- [EXTRACT PROVIDED]
Video Encoding

“When I say, ‘Quality cannot be defined,’ I’m really saying formally, ‘I’m stupid about Quality’.”

FFmpeg VBR Settings

There are various FFmpeg encoders that support variable bit rate / constant quality encoding. This gives you a much better overall quality when file size or average bit rate are not constrained (e.g. in a streaming scenario). Variable bit rate is usually achieved by setting -q:v (or -q:a for audio) instead of -b:v (or -b:a), which just sets a constant bit rate.

The problem is that every encoder uses a different range of values to set the quality—and they're hard to memorize. This is an attempt to summarize the most important ones.

Notes for reading this table:

  • Qmin stands for the setting to be used for achieving lowest quality and Qmax for highest. These are not just lowest and highest values.
  • Qdef is the default value chosen if no other is specified. This means that (most?) encoders will use one or the other VBR mode by default, e.g. libx264. I wasn't able to research whether this applies to all encoders.
  • Some encoders use private options instead of the regular -q. Read the second column Param for the correct option to use.
  • Rows highlighted with green refer to encoders that allow you to use VBR. Rows in yellow aren't really VBR or I simply couldn't find out whether they support it. Rows in red mean: No VBR support.
Video
Encoder Param Qmin Qmax Qdef Recommended Notes
libx264 -crf 51 0 23 18–28 Values of ±6 result in double/half avg. bitrate. 0 is lossless.
Specifying -profile:v lets you adjust coding efficiency. See H.264 Encoding Guide.
libx265 -crf 51 0 28 24–34 Values of ±6 result in double/half avg. bitrate. 0 is lossless.
Specifying -profile:v lets you adjust coding efficiency. See H.265 Encoding Guide and x265 docs.
libxvid -q:v 31 1 n/a 3–5 2 is visually lossless. Doubling the value results in half the bitrate. Don't use 1, as it wastes space.
No VBR by default—it uses -b:v 200K unless specified otherwise.
libtheora -q:v 0 10 n/a 7 No VBR by default—it uses -b:v 200K unless specified otherwise.
libvpx -qmin
-qmax
-crf
-b:v
63 0 10 -qmin: 0–4
-qmax: 50–63
-crf: 10
-b:v sets target bitrate, or maximum bitrate when -crf is set (enables CQ mode). Default target is 1 MBit/s.

- [DATA LISTING]

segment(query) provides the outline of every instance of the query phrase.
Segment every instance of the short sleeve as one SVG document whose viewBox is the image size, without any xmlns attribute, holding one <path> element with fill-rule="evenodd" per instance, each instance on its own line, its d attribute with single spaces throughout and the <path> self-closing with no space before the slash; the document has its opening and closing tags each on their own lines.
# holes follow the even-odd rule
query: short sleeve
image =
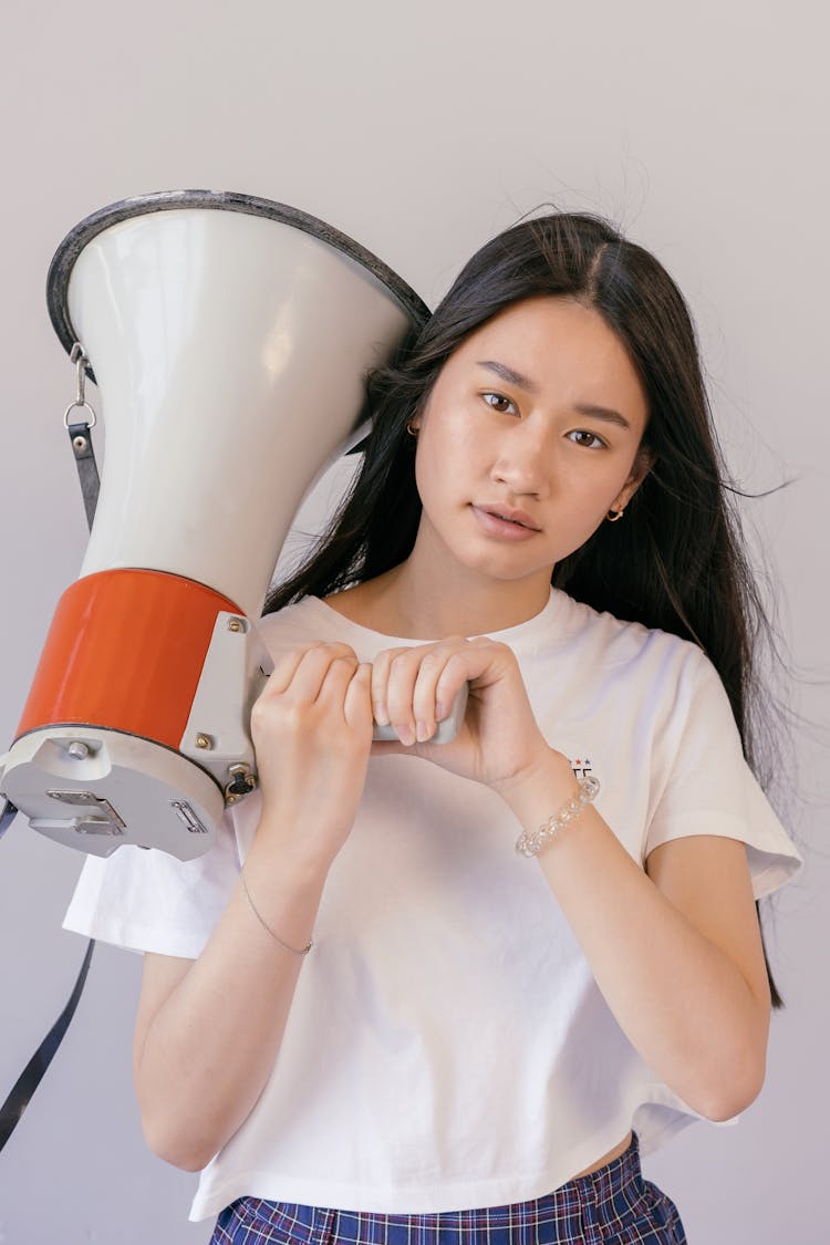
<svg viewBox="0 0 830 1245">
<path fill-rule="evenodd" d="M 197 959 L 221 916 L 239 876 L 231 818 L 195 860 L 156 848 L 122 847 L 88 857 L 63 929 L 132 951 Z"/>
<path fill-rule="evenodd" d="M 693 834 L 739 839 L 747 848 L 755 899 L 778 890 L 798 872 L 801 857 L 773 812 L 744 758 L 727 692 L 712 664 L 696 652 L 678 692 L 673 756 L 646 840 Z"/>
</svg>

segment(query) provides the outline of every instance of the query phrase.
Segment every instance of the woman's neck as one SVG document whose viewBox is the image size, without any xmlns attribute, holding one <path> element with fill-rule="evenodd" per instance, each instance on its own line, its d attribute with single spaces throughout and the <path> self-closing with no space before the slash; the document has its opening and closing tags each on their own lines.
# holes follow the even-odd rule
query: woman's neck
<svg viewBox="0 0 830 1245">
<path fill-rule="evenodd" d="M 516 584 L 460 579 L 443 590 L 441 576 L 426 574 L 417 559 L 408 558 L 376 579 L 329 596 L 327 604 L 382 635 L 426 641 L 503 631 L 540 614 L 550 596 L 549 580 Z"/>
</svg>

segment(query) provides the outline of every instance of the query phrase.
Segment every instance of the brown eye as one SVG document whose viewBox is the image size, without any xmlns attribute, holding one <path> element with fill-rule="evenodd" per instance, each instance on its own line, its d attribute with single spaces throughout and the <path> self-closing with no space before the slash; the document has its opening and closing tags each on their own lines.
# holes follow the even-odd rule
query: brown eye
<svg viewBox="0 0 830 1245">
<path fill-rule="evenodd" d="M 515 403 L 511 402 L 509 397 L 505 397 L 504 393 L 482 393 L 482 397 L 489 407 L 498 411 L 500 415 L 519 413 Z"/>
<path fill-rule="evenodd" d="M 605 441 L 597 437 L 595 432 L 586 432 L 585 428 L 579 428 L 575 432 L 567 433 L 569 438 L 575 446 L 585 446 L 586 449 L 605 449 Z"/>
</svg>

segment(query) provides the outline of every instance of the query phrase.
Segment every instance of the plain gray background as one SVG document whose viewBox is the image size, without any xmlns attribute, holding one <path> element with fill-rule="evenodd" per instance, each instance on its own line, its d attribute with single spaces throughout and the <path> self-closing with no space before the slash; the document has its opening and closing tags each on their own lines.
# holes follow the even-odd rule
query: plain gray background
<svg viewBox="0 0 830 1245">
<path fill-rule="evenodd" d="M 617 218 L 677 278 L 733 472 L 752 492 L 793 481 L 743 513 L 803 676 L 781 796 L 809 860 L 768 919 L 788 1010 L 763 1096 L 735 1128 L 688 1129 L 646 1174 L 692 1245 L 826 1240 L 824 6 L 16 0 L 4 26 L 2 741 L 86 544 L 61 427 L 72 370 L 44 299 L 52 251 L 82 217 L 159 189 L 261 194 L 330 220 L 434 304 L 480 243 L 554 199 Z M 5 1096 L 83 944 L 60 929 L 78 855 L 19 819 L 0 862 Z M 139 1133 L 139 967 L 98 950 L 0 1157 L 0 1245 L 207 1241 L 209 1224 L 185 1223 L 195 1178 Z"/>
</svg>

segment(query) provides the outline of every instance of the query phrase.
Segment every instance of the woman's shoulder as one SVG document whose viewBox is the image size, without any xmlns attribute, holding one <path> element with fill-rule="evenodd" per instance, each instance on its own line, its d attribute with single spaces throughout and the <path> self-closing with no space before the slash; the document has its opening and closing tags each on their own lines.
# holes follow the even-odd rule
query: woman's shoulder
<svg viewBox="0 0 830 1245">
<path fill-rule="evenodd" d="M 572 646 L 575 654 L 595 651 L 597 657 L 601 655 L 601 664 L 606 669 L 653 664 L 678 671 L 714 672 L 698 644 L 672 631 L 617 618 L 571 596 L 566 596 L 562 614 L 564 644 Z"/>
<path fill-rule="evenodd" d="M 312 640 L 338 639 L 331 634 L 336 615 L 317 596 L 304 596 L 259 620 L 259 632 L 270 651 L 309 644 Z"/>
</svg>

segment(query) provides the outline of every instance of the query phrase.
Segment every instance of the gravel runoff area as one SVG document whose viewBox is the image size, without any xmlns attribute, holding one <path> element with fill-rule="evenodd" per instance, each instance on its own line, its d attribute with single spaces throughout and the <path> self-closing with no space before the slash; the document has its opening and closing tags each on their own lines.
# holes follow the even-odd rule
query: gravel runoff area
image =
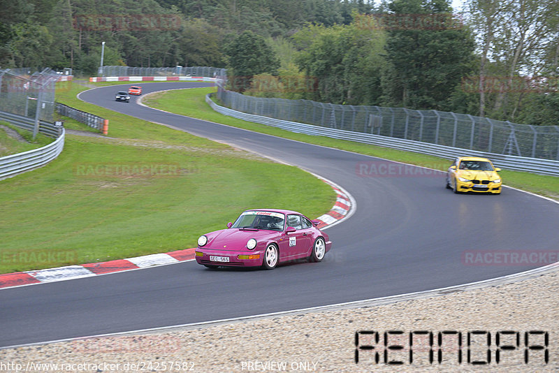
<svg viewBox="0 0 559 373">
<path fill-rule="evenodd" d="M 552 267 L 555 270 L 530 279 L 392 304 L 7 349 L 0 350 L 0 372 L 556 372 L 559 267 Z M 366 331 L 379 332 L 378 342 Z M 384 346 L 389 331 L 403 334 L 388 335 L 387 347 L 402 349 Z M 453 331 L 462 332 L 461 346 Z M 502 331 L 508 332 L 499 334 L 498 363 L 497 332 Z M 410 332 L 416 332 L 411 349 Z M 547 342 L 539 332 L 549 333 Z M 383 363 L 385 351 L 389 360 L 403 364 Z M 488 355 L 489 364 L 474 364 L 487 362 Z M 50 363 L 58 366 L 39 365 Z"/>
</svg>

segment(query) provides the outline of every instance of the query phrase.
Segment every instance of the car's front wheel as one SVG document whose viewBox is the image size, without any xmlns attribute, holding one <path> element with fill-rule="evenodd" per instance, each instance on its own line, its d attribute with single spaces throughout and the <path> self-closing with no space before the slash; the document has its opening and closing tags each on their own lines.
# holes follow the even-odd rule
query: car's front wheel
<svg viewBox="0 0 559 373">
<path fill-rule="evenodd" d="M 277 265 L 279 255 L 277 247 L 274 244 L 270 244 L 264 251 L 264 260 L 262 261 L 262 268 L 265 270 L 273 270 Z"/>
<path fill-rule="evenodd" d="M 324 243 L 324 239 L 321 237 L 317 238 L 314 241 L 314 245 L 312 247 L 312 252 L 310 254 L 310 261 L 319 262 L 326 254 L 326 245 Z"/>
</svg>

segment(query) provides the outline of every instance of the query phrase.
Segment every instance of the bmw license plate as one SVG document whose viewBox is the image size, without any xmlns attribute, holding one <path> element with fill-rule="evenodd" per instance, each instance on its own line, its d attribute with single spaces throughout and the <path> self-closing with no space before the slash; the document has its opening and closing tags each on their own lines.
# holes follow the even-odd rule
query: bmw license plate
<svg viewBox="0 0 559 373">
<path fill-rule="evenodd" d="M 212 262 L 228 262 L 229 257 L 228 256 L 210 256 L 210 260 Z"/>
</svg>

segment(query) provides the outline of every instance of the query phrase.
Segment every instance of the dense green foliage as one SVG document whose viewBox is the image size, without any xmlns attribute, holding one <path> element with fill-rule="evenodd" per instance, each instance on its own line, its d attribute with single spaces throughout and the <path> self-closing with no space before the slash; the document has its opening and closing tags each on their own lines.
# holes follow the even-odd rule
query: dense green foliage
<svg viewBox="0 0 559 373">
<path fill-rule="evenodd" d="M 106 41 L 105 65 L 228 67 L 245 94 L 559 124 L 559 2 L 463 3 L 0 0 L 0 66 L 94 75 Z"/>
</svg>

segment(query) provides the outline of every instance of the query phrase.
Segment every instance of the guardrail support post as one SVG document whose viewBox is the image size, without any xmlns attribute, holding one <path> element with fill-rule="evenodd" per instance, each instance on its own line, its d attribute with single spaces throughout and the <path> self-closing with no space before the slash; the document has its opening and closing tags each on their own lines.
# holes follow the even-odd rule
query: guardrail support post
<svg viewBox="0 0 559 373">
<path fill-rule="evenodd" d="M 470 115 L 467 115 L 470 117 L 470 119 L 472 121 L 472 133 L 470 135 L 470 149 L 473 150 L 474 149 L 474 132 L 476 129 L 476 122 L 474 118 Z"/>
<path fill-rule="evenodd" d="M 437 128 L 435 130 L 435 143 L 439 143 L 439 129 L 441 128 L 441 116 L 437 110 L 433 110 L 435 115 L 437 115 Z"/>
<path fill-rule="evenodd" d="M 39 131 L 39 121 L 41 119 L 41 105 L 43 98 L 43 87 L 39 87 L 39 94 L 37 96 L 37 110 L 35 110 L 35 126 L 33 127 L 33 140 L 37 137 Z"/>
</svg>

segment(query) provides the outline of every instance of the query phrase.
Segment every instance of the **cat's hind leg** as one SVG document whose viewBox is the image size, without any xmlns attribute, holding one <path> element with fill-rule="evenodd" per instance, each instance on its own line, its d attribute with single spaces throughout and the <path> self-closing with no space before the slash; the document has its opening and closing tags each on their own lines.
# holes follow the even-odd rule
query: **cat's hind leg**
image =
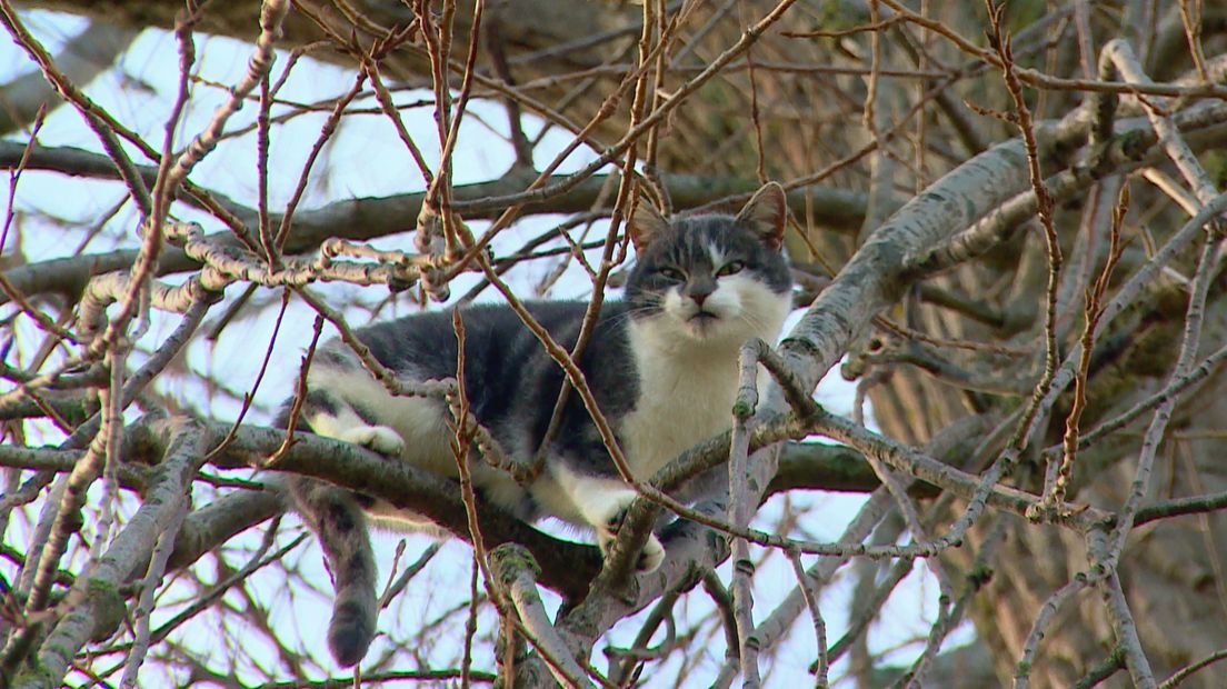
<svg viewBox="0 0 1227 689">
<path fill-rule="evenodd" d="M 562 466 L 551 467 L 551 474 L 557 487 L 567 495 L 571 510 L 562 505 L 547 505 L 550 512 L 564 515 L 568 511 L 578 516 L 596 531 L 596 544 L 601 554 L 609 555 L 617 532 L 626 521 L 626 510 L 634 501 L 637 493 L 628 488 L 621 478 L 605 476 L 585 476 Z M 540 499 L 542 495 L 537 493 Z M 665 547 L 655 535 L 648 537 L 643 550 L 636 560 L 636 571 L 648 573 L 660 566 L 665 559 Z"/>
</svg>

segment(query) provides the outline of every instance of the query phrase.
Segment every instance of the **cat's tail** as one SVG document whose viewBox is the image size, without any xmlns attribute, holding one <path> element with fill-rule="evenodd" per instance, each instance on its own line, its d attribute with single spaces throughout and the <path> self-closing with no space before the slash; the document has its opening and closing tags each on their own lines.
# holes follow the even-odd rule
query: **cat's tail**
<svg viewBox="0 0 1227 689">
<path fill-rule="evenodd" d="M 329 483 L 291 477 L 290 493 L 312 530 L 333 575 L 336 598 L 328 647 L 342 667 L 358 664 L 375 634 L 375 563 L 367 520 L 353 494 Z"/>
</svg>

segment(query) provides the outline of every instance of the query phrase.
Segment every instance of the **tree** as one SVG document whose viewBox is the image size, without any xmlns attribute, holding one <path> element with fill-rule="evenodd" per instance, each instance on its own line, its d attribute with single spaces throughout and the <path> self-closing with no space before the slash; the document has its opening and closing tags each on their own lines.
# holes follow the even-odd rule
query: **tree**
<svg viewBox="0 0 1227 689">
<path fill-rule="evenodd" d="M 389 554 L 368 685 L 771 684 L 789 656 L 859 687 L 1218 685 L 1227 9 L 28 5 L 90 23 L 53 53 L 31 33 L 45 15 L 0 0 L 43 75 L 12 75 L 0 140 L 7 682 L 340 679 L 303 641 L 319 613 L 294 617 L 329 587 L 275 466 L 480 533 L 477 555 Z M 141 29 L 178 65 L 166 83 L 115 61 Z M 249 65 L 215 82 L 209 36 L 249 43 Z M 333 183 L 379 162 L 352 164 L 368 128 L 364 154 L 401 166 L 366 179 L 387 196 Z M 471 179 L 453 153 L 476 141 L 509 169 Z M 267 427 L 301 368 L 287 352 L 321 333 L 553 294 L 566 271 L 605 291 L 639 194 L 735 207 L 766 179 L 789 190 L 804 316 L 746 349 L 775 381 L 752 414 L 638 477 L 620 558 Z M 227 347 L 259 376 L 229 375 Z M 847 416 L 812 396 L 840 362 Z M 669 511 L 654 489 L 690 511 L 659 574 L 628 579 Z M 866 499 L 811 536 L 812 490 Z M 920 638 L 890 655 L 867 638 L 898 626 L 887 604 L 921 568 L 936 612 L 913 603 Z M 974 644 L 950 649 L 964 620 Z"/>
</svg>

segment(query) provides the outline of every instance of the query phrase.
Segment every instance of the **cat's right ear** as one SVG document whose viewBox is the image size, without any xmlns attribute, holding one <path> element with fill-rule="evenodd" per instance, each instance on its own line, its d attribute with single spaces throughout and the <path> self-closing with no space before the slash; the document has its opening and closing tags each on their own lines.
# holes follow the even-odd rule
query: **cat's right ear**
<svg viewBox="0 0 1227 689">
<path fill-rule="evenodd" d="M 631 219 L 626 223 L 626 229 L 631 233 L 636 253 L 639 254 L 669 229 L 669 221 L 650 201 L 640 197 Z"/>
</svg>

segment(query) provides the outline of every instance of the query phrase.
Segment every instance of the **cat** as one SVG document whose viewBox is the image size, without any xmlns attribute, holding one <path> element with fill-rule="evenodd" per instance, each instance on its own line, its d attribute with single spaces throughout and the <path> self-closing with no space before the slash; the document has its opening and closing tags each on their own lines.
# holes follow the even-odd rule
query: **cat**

- [REQUIRED ACTIONS]
1. Update the passage of the FFmpeg settings text between "libx265 -crf 51" and "it wastes space.", inclusive, by replacing "docs" with "documentation" and giving that passage again.
2. Gather every line of the listing that contains the word "brown", treating case as significant.

- [PER-TASK OUTPUTS]
1.
libx265 -crf 51 0 28 24–34 Values of ±6 result in double/half avg. bitrate. 0 is lossless.
Specifying -profile:v lets you adjust coding efficiency. See H.265 Encoding Guide and x265 documentation.
libxvid -q:v 31 1 n/a 3–5 2 is visually lossless. Doubling the value results in half the bitrate. Don't use 1, as it wastes space.

2.
Segment every instance of the brown eye as one SVG document whose viewBox is the image size, without any xmlns attribute, holding one <path> element with fill-rule="evenodd" per instance, each instance on its own line, its d attribute with single spaces throughout and the <path> self-closing with no space before the slash; the document has its opening and closing tags each on their own lines.
query: brown eye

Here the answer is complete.